» EXERCISE INSTRUCTIONS:
Would you set down the lines running from the one that holds "stone step, running" to the final line of the listing, both included, exactly and with no others?

※ ※ ※

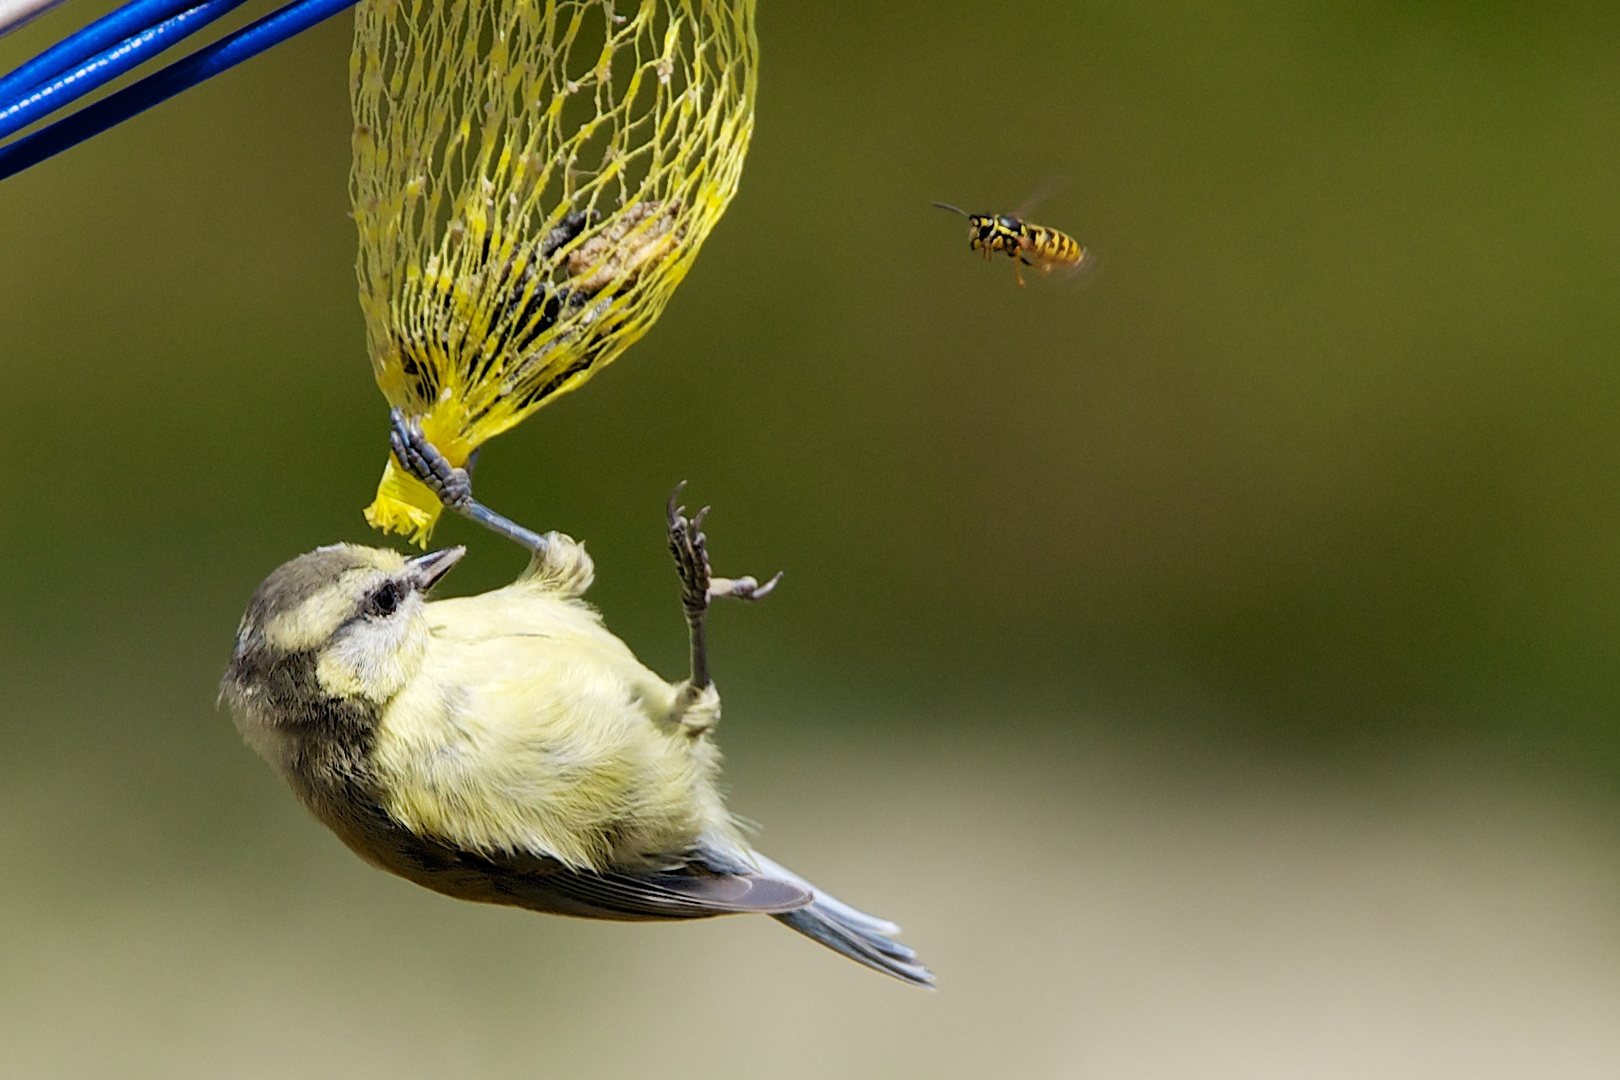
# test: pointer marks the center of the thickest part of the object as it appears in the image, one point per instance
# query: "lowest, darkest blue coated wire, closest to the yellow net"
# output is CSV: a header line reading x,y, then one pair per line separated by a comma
x,y
182,75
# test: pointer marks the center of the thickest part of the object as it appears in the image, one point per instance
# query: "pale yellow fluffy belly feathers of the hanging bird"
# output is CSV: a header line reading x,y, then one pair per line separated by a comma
x,y
532,729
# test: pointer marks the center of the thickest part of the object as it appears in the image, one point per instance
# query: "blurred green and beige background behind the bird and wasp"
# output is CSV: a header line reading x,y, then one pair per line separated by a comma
x,y
1213,668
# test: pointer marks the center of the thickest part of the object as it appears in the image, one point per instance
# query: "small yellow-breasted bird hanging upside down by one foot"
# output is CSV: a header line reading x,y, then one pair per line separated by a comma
x,y
506,747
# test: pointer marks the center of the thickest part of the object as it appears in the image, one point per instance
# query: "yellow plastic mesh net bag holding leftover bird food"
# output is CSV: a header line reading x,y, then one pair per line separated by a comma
x,y
532,181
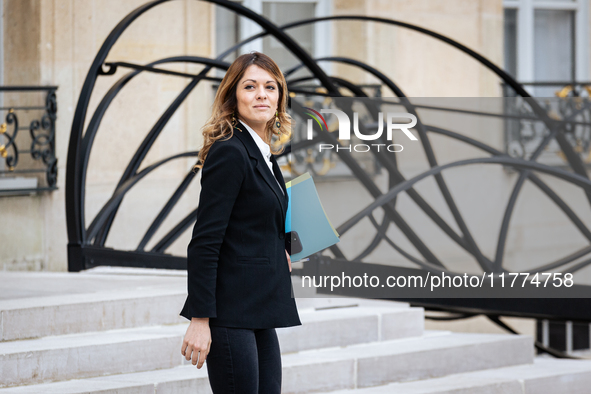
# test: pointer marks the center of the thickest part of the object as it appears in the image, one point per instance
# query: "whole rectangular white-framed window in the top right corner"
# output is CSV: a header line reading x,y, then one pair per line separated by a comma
x,y
547,42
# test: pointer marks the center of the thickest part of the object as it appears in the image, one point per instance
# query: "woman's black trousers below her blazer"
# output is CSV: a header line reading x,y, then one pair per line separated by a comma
x,y
244,361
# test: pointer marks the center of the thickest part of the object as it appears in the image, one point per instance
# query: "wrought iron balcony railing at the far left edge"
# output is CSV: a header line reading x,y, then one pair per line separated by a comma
x,y
27,139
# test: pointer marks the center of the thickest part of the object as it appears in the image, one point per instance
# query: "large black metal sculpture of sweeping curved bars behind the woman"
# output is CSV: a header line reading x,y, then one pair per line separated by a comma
x,y
86,246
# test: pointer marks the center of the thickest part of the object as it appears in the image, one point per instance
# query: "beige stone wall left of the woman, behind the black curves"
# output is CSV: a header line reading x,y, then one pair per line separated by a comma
x,y
53,42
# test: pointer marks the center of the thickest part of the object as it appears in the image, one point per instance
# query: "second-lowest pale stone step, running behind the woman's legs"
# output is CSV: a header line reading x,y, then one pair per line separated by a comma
x,y
361,365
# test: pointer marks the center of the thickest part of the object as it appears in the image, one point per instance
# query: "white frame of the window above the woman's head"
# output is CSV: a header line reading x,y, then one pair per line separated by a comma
x,y
322,33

※ ※ ※

» REPLY:
# query: "second-lowest pale stone step, running behind the woman's legs"
# output is CSV: a header line reading x,y, then one pair per line separated by a comma
x,y
361,365
# test: pointer marks the center of the thickest part of the object as it appears in the image, one point per instance
# query: "white frame of the window above the woman's head"
# output is CSV: a header line reading x,y, then one pair per line separated by a comma
x,y
322,33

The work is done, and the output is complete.